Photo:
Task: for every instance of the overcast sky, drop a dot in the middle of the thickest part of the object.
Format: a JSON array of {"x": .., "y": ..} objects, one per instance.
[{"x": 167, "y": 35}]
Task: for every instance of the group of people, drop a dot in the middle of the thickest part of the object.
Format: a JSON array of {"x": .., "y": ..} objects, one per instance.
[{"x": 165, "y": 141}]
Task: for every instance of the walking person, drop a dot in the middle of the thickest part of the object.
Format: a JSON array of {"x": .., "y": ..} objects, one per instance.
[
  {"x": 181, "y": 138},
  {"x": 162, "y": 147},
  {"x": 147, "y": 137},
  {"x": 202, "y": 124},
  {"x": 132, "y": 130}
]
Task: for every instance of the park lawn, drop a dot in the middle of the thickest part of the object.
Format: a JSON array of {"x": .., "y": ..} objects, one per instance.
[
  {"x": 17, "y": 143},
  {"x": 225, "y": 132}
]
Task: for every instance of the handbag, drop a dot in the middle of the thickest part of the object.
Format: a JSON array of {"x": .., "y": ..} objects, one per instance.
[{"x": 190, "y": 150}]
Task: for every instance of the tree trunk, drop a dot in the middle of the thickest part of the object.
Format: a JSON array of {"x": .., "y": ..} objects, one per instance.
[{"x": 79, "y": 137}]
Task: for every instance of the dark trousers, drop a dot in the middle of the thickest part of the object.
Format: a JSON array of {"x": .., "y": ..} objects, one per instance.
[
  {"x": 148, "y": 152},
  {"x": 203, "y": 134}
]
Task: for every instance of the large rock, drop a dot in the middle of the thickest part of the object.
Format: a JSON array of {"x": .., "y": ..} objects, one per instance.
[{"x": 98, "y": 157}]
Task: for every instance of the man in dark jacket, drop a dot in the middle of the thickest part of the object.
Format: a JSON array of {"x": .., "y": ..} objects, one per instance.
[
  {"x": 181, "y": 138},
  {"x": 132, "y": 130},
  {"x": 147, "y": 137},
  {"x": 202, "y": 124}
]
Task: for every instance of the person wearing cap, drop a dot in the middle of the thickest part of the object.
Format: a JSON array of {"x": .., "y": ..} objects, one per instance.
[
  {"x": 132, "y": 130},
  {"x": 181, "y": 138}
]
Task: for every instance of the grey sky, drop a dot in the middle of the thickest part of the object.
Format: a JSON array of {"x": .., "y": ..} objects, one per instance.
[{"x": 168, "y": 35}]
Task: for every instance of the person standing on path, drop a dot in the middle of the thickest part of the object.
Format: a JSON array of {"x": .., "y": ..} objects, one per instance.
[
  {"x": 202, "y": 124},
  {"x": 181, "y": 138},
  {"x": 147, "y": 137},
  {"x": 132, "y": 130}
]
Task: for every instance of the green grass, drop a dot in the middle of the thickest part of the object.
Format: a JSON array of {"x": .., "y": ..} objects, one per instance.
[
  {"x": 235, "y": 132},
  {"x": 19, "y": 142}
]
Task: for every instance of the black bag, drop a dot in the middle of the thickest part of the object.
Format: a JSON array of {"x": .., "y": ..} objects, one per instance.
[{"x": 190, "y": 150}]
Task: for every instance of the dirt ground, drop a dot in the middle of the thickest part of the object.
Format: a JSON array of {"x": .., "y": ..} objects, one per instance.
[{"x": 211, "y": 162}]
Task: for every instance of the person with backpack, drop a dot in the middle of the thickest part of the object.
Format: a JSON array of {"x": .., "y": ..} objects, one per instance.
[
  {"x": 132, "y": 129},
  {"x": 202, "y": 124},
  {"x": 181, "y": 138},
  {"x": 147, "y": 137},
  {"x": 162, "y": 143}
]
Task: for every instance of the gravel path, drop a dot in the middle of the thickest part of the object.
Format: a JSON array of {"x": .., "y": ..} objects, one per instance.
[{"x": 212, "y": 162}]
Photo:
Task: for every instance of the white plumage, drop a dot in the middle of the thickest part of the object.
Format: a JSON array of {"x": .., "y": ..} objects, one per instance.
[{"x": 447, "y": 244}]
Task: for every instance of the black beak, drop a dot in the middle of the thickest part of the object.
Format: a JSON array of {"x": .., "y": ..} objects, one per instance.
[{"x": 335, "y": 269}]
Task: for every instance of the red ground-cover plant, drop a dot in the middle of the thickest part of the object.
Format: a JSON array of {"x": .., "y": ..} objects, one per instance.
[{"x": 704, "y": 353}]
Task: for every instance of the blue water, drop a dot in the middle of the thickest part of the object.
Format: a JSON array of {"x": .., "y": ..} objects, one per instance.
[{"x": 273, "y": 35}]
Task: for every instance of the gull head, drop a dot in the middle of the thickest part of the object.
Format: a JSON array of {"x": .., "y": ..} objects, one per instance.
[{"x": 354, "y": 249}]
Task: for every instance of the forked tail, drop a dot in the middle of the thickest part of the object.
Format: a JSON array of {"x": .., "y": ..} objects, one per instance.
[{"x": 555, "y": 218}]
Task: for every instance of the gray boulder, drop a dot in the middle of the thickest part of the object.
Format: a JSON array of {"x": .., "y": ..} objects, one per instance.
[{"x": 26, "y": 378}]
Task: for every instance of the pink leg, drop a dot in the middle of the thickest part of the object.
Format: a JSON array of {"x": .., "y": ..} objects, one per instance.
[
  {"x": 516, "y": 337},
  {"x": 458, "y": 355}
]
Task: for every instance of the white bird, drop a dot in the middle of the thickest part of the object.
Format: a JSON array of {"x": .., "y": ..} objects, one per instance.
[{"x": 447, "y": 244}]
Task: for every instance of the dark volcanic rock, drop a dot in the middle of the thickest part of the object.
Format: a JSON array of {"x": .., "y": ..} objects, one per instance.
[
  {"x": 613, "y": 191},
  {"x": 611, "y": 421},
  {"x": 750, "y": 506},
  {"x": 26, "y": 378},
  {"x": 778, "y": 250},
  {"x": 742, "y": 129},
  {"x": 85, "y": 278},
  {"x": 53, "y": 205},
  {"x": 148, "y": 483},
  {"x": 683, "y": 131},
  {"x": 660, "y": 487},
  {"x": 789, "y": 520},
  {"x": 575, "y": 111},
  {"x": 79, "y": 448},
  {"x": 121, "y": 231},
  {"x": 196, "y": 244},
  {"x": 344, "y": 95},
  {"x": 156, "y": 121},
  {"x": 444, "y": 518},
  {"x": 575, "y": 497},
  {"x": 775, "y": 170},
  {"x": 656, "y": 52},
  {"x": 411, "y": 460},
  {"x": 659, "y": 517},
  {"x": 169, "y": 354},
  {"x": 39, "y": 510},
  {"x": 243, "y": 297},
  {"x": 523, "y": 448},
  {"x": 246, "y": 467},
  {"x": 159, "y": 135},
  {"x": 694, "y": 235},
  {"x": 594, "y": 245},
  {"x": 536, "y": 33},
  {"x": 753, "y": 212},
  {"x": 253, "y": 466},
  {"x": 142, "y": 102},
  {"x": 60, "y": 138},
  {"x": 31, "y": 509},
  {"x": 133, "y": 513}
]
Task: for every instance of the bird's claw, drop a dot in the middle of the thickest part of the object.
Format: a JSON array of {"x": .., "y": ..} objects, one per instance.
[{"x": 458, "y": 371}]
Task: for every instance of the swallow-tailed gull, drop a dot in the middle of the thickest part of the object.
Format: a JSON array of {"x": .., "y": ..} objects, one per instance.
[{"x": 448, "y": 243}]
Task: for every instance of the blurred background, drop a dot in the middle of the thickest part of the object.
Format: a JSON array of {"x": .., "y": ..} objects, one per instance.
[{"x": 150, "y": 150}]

----

§ **WHAT TO DO**
The material must be duplicated in full, with each line kept exact.

§ **TASK ANSWER**
Photo:
Task: for every instance of the overcast sky, drop a dot in the middle of the thickest part of the object.
Format: a JSON array of {"x": .., "y": ..} objects, one per instance.
[{"x": 167, "y": 35}]
Task: for every instance of the group of people, drop a dot in the middle of the thickest part of the object.
Format: a JSON array of {"x": .., "y": ..} objects, one per instance.
[{"x": 165, "y": 141}]
Task: for every instance of the walking person, drop a dot in the middle of the thickest part of the object.
Format: a JSON array of {"x": .., "y": ..} objects, one per instance.
[
  {"x": 181, "y": 138},
  {"x": 162, "y": 147},
  {"x": 147, "y": 137},
  {"x": 202, "y": 124},
  {"x": 132, "y": 130}
]
Task: for every instance of the park lawn, drop a dot in the middle of the thickest part of the object.
Format: a JSON array of {"x": .., "y": ..} objects, one per instance.
[
  {"x": 17, "y": 143},
  {"x": 225, "y": 132}
]
Task: for every instance of the handbag, drop a dot in the middle of the thickest part of the object.
Format: a JSON array of {"x": .., "y": ..} objects, one per instance.
[{"x": 190, "y": 150}]
Task: for every instance of the tree trunk, drop a dot in the middle of the thickest part of the object.
Format: a JSON array of {"x": .., "y": ..} objects, one per instance.
[{"x": 79, "y": 137}]
Task: for every instance of the dark trousers, drop a dot in the middle of the thickest part of the object.
Format: a JSON array of {"x": .., "y": ..} objects, one per instance.
[
  {"x": 148, "y": 152},
  {"x": 203, "y": 134}
]
Task: for every instance of the large rock, drop a dot in the middle of the thickest part of the object.
Format: a JSON array of {"x": .., "y": ..} objects, one per instance.
[{"x": 98, "y": 157}]
Task: for every instance of the man in dark jacket, drop a dot in the middle of the thickest part of the object.
Format: a JSON array of {"x": .., "y": ..} objects, one per instance.
[
  {"x": 181, "y": 138},
  {"x": 132, "y": 130},
  {"x": 147, "y": 137},
  {"x": 202, "y": 124}
]
Task: for every instance of the person wearing cap, drop a dot in the middle of the thickest part of the object.
Format: a JSON array of {"x": .., "y": ..} objects, one per instance.
[
  {"x": 132, "y": 130},
  {"x": 181, "y": 138}
]
Task: for every instance of the grey sky, drop a dot in the middle of the thickest part of the object.
Format: a JSON array of {"x": .., "y": ..} objects, one per instance.
[{"x": 168, "y": 35}]
Task: for every instance of the person standing on path, drop a dot in the middle of the thickest part of the object.
Format: a JSON array of {"x": .., "y": ..} objects, one per instance.
[
  {"x": 202, "y": 124},
  {"x": 181, "y": 138},
  {"x": 147, "y": 137},
  {"x": 132, "y": 130}
]
Task: for every instance of the green grass, drop a dot in the middle of the thickest part of the object.
Format: a JSON array of {"x": .., "y": ..} objects, one per instance.
[
  {"x": 235, "y": 132},
  {"x": 19, "y": 142}
]
Task: for every instance of the black bag, drop a dot in the middle of the thickest part of the object.
Format: a JSON array of {"x": .., "y": ..} objects, one per instance.
[{"x": 190, "y": 150}]
Task: for every instance of the dirt ground, drop a dot in the middle of the thickest part of the object.
Format: a JSON array of {"x": .., "y": ..} objects, one per instance.
[{"x": 211, "y": 162}]
Task: for every instance of the person with backpack, drop a dot in the middle of the thickest part of the object.
Format: a JSON array of {"x": .., "y": ..} objects, one per instance.
[
  {"x": 132, "y": 129},
  {"x": 202, "y": 124},
  {"x": 181, "y": 138},
  {"x": 147, "y": 137},
  {"x": 162, "y": 143}
]
Task: for every instance of the gravel path, drop a dot in the middle of the thickest part of the object.
Format: a JSON array of {"x": .., "y": ..} objects, one per instance.
[{"x": 212, "y": 162}]
Photo:
Task: for every instance of the white plumage, drop a dot in the middle of the thickest part of the object.
Format: a JSON array of {"x": .., "y": ..} objects, one per instance.
[{"x": 447, "y": 244}]
Task: for every instance of the black beak, drop a dot in the middle of the thickest part of the object.
Format: a JSON array of {"x": .., "y": ..} objects, one per instance.
[{"x": 335, "y": 269}]
Task: for every instance of the red ground-cover plant, drop a dot in the middle of the thickest part of the object.
Format: a JSON array of {"x": .., "y": ..} objects, one per instance.
[{"x": 704, "y": 353}]
Task: for every instance of the blue water, drop a dot in the middle of the thickest part of the object.
Format: a JSON array of {"x": .., "y": ..} objects, one per instance.
[{"x": 273, "y": 35}]
Task: for every instance of the gull head, drop a dot in the middle of the thickest part of the object.
Format: a JSON array of {"x": .., "y": ..} objects, one per instance.
[{"x": 354, "y": 249}]
Task: for every instance of the forked tail, drop a dot in the middle of the thickest part of the object.
Format: a JSON array of {"x": .., "y": ..} objects, one per instance.
[{"x": 555, "y": 218}]
Task: for every instance of the gray boulder, drop a dot in the middle of the thickest part of the object.
Format: a JSON array of {"x": .., "y": ..} objects, one per instance.
[{"x": 26, "y": 378}]
Task: for every instance of the pink leg, drop a dot in the middle of the thickest part of the object.
Format: a JSON array of {"x": .., "y": ..} objects, one per instance.
[
  {"x": 516, "y": 337},
  {"x": 458, "y": 355}
]
Task: for every instance of the white bird, drop a dot in the middle of the thickest part of the object.
Format: a JSON array of {"x": .., "y": ..} objects, one per instance.
[{"x": 447, "y": 244}]
Task: for every instance of the dark volcanic rock, drop a dot in the middle of the thickest part of the object.
Format: a JSON array of {"x": .., "y": ..} objects, one per instance.
[
  {"x": 613, "y": 191},
  {"x": 611, "y": 421},
  {"x": 750, "y": 506},
  {"x": 26, "y": 378},
  {"x": 778, "y": 250},
  {"x": 742, "y": 129},
  {"x": 85, "y": 278},
  {"x": 53, "y": 205},
  {"x": 148, "y": 483},
  {"x": 683, "y": 131},
  {"x": 660, "y": 487},
  {"x": 789, "y": 520},
  {"x": 575, "y": 111},
  {"x": 79, "y": 448},
  {"x": 121, "y": 231},
  {"x": 196, "y": 244},
  {"x": 344, "y": 95},
  {"x": 156, "y": 121},
  {"x": 444, "y": 518},
  {"x": 575, "y": 497},
  {"x": 775, "y": 170},
  {"x": 656, "y": 52},
  {"x": 411, "y": 460},
  {"x": 659, "y": 517},
  {"x": 169, "y": 354},
  {"x": 39, "y": 510},
  {"x": 243, "y": 297},
  {"x": 523, "y": 448},
  {"x": 246, "y": 467},
  {"x": 159, "y": 135},
  {"x": 694, "y": 235},
  {"x": 594, "y": 245},
  {"x": 536, "y": 33},
  {"x": 753, "y": 212},
  {"x": 253, "y": 466},
  {"x": 142, "y": 102},
  {"x": 60, "y": 138},
  {"x": 31, "y": 509},
  {"x": 133, "y": 513}
]
Task: for every instance of the bird's claw, drop a dot in the middle of the thickest part of the object.
Format: a JSON array of {"x": .., "y": ..} objects, one per instance.
[{"x": 458, "y": 371}]
Task: for every instance of the swallow-tailed gull, drop a dot in the middle of the thickest part of the object.
Format: a JSON array of {"x": .., "y": ..} objects, one per instance.
[{"x": 448, "y": 243}]
Task: for every instance of the blurred background, drop a dot in the middle of the thickest part of the object.
Format: a JSON array of {"x": .., "y": ..} objects, one per instance.
[{"x": 150, "y": 150}]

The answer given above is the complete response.